-- BEGIN --
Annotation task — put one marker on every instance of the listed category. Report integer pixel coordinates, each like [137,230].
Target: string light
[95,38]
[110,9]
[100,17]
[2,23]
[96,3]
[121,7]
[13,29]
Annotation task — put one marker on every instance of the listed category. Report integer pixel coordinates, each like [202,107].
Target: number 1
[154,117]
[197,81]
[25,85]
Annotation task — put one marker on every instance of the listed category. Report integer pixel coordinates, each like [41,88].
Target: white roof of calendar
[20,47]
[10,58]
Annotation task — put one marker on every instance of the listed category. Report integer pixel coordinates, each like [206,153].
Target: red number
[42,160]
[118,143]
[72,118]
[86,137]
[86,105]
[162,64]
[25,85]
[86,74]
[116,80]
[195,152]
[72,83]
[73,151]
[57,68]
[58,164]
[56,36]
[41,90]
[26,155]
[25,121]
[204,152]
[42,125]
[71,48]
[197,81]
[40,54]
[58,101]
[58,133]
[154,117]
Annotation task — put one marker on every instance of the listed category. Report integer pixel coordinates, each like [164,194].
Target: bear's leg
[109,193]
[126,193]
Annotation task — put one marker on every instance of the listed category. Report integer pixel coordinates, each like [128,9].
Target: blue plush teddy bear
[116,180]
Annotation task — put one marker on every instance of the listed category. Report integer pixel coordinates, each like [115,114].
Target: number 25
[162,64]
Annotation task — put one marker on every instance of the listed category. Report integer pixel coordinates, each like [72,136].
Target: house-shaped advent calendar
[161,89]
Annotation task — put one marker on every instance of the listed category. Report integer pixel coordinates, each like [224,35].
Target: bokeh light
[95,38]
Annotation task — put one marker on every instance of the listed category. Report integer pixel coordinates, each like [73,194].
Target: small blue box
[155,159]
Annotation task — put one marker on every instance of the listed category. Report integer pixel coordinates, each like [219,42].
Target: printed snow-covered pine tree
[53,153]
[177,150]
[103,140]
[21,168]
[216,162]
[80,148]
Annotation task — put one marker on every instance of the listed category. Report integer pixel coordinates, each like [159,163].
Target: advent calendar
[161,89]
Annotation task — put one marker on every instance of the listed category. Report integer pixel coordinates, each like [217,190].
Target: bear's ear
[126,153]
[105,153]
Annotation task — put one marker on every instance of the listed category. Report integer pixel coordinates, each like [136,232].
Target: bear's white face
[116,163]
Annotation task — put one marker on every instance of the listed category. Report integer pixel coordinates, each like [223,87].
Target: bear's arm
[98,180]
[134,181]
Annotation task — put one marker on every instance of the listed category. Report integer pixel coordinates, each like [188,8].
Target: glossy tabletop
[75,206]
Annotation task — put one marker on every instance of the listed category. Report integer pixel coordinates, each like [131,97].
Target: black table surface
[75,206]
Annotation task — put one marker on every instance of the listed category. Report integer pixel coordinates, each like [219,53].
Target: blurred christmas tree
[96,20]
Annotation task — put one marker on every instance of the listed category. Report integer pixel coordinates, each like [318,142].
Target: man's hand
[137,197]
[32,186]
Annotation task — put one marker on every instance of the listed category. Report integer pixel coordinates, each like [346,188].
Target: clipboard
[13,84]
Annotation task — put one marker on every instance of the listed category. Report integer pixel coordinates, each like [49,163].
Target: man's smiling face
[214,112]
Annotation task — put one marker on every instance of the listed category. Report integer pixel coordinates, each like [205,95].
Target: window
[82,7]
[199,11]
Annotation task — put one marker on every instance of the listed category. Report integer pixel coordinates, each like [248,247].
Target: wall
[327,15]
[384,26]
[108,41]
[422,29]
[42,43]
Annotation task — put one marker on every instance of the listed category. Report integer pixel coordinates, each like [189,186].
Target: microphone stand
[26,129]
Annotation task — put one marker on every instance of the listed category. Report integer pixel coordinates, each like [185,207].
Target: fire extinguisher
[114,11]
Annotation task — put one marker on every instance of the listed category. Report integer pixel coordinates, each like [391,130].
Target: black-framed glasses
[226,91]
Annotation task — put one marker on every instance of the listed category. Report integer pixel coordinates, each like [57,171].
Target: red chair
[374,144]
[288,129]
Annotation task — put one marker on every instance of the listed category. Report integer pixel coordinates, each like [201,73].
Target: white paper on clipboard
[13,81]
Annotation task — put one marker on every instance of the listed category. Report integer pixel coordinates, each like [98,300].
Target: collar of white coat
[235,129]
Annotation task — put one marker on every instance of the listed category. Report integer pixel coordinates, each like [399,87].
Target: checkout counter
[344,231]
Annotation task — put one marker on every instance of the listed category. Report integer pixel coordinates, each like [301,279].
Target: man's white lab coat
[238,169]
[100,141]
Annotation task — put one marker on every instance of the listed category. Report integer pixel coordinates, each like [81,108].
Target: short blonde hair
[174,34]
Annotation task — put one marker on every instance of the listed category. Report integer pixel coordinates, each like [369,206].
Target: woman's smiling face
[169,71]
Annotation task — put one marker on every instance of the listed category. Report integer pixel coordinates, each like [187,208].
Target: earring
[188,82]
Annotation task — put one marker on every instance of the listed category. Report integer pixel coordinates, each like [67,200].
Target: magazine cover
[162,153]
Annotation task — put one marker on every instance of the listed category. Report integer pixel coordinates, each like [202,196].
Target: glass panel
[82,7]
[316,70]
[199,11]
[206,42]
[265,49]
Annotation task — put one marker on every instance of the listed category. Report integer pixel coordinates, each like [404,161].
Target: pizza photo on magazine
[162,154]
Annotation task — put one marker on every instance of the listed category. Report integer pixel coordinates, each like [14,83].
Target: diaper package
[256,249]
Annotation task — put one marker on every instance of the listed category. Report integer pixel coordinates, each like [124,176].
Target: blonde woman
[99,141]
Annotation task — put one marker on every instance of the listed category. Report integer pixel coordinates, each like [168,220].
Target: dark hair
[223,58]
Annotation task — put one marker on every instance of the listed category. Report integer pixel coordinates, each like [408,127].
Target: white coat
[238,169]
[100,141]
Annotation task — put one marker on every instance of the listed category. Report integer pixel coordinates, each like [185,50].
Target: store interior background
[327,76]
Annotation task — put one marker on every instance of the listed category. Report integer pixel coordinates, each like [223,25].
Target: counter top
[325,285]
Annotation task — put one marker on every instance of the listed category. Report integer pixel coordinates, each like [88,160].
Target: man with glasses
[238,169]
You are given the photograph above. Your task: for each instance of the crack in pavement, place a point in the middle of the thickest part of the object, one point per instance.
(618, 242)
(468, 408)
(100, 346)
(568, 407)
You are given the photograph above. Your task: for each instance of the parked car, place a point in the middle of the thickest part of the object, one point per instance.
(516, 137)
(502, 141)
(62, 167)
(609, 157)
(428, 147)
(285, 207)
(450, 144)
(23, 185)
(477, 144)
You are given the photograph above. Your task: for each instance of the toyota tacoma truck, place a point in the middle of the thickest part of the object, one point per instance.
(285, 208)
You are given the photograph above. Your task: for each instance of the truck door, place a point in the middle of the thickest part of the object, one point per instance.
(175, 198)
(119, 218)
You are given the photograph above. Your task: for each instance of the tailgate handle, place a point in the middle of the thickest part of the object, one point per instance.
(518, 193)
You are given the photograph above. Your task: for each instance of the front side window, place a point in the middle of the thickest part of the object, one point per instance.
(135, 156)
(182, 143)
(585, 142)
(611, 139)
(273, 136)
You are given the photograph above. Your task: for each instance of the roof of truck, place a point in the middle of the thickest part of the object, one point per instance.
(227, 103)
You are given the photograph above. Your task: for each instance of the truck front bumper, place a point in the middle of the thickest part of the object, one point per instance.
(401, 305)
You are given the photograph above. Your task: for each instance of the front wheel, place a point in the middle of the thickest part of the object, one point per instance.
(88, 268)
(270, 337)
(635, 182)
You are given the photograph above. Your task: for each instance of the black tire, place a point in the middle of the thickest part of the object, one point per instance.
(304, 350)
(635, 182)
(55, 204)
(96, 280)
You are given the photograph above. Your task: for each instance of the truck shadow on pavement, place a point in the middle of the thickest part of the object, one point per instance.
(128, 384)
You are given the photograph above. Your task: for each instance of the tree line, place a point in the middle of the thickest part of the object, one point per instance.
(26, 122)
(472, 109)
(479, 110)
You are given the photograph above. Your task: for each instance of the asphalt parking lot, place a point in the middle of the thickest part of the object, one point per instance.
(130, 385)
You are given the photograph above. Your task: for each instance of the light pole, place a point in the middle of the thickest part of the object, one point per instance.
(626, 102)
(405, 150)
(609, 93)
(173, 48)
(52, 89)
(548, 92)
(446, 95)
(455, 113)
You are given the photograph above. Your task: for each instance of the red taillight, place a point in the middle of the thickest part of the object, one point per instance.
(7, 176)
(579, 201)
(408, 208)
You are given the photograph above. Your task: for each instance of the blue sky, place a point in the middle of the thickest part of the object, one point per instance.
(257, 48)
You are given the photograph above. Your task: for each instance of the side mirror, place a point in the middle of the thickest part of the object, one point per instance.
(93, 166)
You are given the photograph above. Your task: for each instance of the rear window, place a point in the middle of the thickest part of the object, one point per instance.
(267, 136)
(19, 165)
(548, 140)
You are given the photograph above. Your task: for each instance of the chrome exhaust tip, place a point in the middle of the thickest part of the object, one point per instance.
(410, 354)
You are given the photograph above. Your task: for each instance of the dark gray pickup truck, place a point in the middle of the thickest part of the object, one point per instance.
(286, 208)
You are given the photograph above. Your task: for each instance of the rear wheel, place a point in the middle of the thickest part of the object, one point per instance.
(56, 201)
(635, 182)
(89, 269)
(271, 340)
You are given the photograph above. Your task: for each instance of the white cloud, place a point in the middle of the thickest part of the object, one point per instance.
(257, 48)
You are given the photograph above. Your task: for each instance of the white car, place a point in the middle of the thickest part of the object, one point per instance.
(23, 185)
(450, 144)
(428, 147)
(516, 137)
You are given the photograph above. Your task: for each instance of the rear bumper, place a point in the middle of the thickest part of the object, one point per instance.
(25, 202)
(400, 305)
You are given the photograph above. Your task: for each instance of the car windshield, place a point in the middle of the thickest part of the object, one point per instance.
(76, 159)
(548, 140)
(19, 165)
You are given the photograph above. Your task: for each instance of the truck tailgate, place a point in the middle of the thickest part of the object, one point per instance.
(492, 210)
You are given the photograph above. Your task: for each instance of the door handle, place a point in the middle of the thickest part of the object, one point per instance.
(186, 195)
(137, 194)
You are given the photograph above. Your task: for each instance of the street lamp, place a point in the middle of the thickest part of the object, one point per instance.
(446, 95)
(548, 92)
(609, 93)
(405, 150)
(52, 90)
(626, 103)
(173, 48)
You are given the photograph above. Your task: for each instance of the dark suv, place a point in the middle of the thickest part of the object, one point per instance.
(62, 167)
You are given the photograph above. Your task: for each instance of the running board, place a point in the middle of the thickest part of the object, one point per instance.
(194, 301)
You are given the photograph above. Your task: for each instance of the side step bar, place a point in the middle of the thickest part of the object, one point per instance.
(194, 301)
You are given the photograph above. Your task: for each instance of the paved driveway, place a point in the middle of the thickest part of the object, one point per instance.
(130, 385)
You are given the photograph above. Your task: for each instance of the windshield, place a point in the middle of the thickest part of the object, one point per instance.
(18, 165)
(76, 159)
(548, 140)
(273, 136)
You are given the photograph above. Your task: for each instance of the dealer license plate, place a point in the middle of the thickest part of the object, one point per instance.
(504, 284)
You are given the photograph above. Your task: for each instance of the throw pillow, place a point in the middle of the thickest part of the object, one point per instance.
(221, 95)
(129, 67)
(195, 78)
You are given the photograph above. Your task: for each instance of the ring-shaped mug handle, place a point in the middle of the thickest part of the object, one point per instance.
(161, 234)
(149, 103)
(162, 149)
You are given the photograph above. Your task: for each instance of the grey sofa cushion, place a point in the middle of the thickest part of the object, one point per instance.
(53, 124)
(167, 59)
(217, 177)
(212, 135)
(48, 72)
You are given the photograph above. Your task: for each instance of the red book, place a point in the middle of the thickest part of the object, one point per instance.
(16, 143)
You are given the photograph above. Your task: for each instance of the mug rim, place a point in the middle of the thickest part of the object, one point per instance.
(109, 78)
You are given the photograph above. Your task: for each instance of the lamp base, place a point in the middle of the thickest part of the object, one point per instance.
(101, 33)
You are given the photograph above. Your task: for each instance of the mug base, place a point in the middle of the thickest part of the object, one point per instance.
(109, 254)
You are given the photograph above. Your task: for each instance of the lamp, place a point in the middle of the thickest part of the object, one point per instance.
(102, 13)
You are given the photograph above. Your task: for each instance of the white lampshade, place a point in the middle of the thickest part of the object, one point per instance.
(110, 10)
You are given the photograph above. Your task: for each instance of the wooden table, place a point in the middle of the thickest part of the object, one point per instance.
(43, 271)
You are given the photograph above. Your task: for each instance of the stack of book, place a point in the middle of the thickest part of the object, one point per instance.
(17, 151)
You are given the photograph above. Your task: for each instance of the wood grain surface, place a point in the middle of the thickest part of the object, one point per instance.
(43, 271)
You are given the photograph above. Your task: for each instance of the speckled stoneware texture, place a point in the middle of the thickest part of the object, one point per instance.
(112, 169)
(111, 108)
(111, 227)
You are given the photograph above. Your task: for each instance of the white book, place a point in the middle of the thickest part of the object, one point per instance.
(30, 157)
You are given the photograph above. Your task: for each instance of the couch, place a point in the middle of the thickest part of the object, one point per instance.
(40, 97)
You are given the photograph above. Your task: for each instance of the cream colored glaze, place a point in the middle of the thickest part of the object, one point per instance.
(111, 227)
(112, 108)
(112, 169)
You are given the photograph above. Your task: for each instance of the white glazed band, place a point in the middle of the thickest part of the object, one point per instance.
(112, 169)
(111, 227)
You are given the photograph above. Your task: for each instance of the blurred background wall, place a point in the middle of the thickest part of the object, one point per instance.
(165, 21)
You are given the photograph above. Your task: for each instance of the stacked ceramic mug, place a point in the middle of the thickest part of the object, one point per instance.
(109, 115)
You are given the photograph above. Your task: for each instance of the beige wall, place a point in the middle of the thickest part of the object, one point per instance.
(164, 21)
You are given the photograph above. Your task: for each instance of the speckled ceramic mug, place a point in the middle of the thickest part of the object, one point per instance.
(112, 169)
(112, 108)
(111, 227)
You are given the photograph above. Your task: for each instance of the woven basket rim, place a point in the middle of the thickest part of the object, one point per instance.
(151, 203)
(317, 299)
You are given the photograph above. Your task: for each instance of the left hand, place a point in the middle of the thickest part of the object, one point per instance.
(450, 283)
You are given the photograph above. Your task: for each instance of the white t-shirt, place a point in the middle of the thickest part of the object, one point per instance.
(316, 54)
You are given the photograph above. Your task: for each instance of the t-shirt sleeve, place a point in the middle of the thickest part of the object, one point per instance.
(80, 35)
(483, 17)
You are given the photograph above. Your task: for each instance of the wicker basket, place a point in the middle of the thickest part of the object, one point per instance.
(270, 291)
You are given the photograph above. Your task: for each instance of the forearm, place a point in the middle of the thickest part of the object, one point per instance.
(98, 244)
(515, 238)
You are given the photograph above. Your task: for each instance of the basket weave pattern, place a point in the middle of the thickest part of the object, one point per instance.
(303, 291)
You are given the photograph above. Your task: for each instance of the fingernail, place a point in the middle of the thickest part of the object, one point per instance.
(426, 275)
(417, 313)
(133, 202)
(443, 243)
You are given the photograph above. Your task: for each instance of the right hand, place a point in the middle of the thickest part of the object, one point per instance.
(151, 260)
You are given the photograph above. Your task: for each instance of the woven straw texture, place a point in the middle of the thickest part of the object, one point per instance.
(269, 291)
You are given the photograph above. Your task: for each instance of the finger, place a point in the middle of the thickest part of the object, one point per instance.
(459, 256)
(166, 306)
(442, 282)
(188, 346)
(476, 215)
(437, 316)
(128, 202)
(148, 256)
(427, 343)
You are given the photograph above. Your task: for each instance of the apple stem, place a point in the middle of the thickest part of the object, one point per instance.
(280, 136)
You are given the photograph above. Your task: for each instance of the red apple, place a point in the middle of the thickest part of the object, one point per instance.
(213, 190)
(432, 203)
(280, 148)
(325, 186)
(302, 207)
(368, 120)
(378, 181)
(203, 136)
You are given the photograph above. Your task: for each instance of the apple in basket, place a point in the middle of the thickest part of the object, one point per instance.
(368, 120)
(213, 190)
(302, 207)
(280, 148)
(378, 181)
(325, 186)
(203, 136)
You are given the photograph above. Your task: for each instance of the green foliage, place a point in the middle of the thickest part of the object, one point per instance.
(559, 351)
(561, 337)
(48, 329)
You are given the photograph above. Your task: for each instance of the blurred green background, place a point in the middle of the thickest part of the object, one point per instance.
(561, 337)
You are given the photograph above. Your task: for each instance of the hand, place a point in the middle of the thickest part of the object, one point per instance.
-- END --
| TASK BRIEF |
Extract, unchanged, the closing run of lines that opens with the line containing "of the basket" and ends with the last line.

| SOLUTION |
You are given the photograph above. Your task: for each instance of the basket weave pattern, place a point in the middle of the thickest part of the object, one point per instance.
(303, 291)
You are given the photograph above. Your task: for each instance of the fingernail, place a point in the middle of the thickest part of the object, one point per instance.
(426, 275)
(417, 313)
(133, 202)
(443, 243)
You are given the photograph above. Your task: for each instance of the right hand, place a point in the middle of the thickest part of the object, one point per instance.
(151, 260)
You are given the photograph above. Your task: for each instance of the woven straw texture, place a point in the middle of the thickest part of the object, one point per instance.
(269, 291)
You are given the photograph above. Your task: for each instance of the finger, place a point in the middle of the thickest part of the object, one point per instance.
(459, 256)
(166, 306)
(442, 282)
(188, 346)
(476, 215)
(437, 316)
(128, 202)
(148, 256)
(427, 343)
You are given the photograph above. Your task: for each instance of the apple stem, place a point in the middle of the thickest part of the object, one point per instance.
(280, 136)
You are given the photograph above. Your task: for each instance of the red apple, place a point in the middle of the thickest part of the object, one point per instance.
(213, 190)
(432, 203)
(280, 148)
(325, 186)
(302, 207)
(368, 120)
(378, 181)
(203, 136)
You are given the photograph above. Your task: for each instance of the apple in basket, place a point in the middle of the thickest part of the object, one point per instance.
(368, 120)
(213, 190)
(302, 207)
(280, 148)
(378, 181)
(325, 186)
(203, 136)
You are given the photograph above. Your task: for each instance of the green foliage, place a point in the middle of the thickest part of the object, one point per instance.
(559, 351)
(561, 337)
(48, 329)
You are given the photograph above. Your task: for each instance of the blurred green background, place a point in the middle of the thickest part of the object, one point per instance.
(561, 337)
You are given the photograph above. Your task: for each instance of the hand, place a point in the middle of the thickest part of the object, one point per instance.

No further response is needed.